• Instruction: Pick out each line of the data below that contains the word "white", and copy those lines.

• Listed entries:
┄┄┄┄┄┄┄┄┄┄

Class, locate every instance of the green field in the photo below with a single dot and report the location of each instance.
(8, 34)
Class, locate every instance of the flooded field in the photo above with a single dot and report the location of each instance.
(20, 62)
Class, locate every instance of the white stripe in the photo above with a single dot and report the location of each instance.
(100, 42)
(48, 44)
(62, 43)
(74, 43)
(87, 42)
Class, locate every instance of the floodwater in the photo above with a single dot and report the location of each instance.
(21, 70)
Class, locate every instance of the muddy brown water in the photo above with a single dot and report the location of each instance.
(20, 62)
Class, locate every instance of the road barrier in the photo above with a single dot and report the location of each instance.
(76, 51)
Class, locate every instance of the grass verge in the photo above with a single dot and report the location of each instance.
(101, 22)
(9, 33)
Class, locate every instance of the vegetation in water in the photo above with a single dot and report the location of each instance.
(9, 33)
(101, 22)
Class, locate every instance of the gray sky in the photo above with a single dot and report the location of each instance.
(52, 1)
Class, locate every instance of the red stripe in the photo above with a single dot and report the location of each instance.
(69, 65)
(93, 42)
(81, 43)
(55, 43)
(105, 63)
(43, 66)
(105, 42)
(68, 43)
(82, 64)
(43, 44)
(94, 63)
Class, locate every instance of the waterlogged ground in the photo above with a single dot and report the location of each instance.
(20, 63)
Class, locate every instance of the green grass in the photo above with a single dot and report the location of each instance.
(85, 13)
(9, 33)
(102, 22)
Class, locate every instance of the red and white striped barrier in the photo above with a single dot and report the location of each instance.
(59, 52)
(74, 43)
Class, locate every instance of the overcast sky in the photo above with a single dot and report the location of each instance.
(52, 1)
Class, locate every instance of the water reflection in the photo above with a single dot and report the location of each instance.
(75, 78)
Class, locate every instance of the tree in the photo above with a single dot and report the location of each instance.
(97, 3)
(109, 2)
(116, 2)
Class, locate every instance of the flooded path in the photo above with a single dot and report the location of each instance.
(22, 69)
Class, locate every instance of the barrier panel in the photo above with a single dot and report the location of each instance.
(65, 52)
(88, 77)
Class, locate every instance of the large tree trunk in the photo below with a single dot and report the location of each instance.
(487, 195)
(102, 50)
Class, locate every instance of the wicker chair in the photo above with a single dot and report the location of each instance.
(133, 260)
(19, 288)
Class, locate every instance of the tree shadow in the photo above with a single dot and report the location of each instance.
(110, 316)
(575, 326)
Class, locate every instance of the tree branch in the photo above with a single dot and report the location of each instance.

┄┄┄┄┄┄┄┄┄┄

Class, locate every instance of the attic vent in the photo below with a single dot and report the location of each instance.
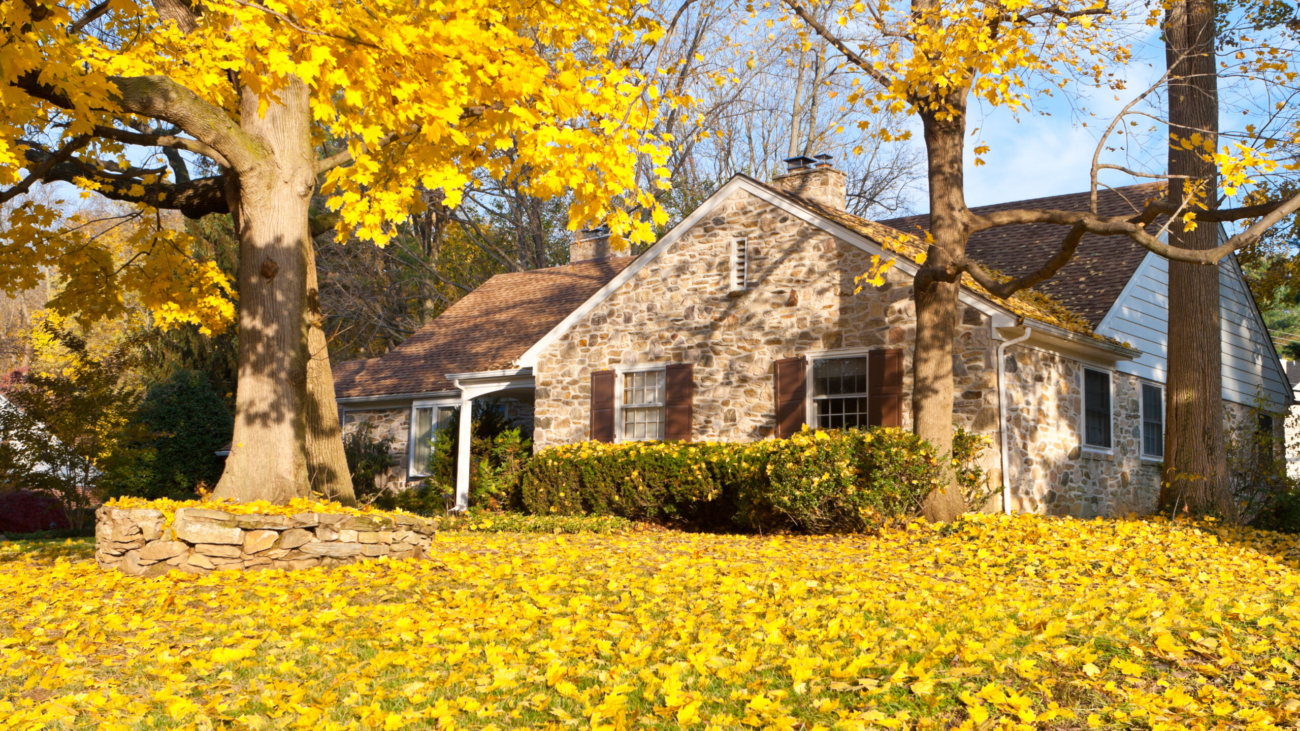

┄┄┄┄┄┄┄┄┄┄

• Task response:
Class, locate every instance of the white stripe in the photo above with a single dot and report the location of each instance.
Class, locate every instance of the red and white striped barrier in the photo above with a single dot and report the location of each instance.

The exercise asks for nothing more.